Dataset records
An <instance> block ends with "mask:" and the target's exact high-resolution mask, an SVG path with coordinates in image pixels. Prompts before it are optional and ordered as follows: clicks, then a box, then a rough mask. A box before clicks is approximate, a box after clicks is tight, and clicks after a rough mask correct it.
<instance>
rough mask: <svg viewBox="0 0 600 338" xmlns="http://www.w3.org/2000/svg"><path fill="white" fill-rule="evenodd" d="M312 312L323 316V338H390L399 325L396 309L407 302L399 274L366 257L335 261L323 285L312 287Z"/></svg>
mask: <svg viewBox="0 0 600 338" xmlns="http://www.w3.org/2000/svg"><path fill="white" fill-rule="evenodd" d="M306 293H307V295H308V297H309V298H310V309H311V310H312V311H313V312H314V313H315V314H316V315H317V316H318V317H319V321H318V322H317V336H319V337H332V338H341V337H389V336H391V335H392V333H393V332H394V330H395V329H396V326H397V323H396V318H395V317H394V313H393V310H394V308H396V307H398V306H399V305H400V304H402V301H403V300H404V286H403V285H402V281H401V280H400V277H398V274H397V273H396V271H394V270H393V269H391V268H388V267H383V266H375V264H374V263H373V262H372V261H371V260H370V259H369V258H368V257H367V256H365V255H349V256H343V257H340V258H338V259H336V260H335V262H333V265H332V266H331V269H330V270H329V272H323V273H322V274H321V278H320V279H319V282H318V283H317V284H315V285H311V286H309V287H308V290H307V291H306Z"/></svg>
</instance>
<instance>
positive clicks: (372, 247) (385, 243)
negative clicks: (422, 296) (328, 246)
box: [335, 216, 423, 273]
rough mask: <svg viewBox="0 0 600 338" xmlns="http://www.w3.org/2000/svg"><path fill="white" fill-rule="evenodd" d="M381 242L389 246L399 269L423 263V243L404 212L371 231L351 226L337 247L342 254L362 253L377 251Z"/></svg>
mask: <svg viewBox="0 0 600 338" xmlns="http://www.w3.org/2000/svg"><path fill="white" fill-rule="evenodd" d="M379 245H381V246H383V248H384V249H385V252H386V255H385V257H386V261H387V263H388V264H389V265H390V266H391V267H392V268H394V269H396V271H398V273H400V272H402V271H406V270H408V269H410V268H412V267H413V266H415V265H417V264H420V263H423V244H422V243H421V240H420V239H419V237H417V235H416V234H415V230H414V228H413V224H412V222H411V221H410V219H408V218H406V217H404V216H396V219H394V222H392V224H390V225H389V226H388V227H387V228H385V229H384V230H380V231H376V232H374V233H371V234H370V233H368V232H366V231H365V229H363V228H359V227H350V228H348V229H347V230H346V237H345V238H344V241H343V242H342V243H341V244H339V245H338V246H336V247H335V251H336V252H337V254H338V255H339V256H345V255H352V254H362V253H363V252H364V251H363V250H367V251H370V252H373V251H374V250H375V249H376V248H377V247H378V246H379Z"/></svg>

REQUIRED ACTION: Copy out the lines from the one containing "</instance>" through the one containing "box: [335, 216, 423, 273]", putting "foreground clicks" in place of "positive clicks" and keeping the rest unchanged.

TASK ANSWER:
</instance>
<instance>
foreground clicks: (372, 247) (385, 243)
negative clicks: (422, 296) (328, 246)
box: [335, 216, 423, 273]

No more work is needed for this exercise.